*** Opening Data records ***
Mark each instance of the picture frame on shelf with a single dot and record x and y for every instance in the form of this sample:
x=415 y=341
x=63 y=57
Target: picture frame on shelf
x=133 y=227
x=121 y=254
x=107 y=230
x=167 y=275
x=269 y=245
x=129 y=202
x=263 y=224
*** Closing Data records ***
(Work required):
What do the records say? Quote them all exactly.

(Answer area):
Mark each instance of the picture frame on shelf with a single dot and record x and y for every instance in the form of this sample:
x=415 y=341
x=63 y=57
Target: picture frame on shelf
x=133 y=227
x=121 y=254
x=107 y=230
x=167 y=275
x=269 y=245
x=129 y=202
x=263 y=224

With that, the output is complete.